> [Esercizio breve A]: Nel brano su Firenze, elenca i monumenti e i luoghi fiorentini nominati nella frase che inizia con «Quello che conta è».

> [Brano del documento]:
—————
Ma no, noi no. NOI SIAMO FIRENZE.
E tanto basta. E pazienza se Firenze ormai è ridotta ad un cantiere assurdo ed
indegno e ad un pellegrinaggio di cialtroni multietnici che non ha bisogno
delle parole di una Oriana Fallaci per indignare. Quello che conta è il
Cupolone del Brunelleschi, il Campanile di Giotto ed il Ponte Vecchio, il
tramonto dal Piazzale Michelangelo, la cartolina ormai spiegazzata, sbiadita
che sbattiamo in faccia a tutti, infastidendo tutti. Pazienza se quella Firenze
che continuiamo ad avere in testa ormai è come Katmandu, Shan-gri-là o altre
città mitologiche che ormai vivono sui libri d’avventura, e non più nella
realtà.
Nella realtà, Torino ci ha
superati da un secolo e passa, da quando si mise a fabbricare autovetture e
quant’altro, mentre qui ancora si continuava ad impagliare sedie o a levare i
tarli ai mobili d’epoca. Torino che aveva perso la Capitale a vantaggio di
Firenze la recuperò con gli interessi surclassando perfino Roma. E prese a
dominare nello sport più amato dagli italiani, il calcio, come dominava in
tutti i settori della nostra vita civile. Ma noi eravamo Firenze, e quando la
bravura dei nostri presidenti di calcio non bastò più ad assicurarci
occasionali rivincite ci accontentammo di sbattere in faccia le coreografie della
Curva Fiesole. Loro, i gobbi, se ne
ripartivano con i titoli, le qualificazioni, i punti importanti, le vittorie
che una volta si dovevano conquistare a carissimo prezzo e che ora ottenevano
quasi passeggiando. Ma noi eravamo e siamo Firenze.
—————
> [Estratti dell'elenco]:

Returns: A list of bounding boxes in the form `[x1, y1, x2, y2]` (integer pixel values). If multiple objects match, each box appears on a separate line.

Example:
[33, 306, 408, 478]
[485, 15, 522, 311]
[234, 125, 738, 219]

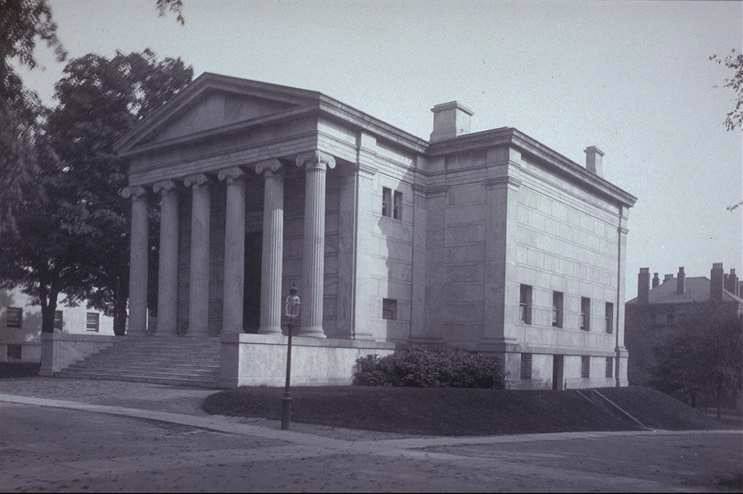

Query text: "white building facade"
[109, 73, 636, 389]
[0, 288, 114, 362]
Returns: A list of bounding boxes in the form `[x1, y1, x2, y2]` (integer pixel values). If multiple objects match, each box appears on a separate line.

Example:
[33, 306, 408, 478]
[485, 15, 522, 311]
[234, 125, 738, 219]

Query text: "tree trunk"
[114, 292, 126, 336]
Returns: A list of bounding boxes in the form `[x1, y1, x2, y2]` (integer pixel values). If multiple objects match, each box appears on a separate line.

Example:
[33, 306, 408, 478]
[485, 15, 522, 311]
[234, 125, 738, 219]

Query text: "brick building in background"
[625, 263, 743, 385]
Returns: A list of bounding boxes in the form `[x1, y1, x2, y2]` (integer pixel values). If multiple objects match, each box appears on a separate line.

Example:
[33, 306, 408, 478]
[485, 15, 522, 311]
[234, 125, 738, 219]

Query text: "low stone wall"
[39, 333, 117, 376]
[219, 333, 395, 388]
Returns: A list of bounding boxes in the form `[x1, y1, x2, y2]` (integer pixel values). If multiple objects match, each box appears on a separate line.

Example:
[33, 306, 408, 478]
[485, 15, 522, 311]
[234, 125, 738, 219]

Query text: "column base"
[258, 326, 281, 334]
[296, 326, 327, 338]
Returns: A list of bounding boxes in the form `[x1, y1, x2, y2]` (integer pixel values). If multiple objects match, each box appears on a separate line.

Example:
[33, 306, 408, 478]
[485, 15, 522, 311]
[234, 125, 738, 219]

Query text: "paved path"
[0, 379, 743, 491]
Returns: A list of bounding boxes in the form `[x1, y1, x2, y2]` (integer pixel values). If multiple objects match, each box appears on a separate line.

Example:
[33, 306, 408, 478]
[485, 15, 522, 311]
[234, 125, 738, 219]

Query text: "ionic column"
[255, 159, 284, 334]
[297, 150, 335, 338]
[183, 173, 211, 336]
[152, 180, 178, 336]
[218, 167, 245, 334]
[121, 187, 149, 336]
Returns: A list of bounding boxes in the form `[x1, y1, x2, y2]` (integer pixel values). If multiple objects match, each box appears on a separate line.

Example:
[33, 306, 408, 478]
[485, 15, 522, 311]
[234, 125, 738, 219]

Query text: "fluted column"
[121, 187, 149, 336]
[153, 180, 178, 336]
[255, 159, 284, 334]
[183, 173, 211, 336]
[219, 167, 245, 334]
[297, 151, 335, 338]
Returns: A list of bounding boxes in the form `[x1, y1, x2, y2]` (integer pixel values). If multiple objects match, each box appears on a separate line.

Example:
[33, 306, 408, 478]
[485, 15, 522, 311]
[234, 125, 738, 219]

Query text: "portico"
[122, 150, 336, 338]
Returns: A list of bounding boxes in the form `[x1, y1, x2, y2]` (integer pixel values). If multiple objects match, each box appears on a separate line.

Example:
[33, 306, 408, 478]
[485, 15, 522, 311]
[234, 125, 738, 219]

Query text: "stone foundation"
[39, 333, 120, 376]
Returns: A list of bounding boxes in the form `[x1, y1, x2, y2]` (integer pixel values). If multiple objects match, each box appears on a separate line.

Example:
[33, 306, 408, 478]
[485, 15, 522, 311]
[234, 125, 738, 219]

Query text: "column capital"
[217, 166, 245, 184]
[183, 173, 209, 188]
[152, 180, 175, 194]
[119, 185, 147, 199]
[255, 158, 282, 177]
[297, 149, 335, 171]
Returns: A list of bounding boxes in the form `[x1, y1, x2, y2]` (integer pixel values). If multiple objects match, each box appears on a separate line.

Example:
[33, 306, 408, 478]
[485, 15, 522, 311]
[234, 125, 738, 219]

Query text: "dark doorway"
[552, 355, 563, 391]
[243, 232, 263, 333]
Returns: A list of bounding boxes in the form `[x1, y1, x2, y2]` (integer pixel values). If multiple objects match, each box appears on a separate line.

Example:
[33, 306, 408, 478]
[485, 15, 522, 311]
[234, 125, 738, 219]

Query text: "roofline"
—————
> [Esercizio breve B]: Individua nell'elenco ogni riga che contiene la parola "stone" e riportala.

> [Soluzione scritta A]:
- Cupolone del Brunelleschi
- Campanile di Giotto
- Ponte Vecchio
- Piazzale Michelangelo

> [Soluzione scritta B]:
Query text: "low stone wall"
Query text: "stone foundation"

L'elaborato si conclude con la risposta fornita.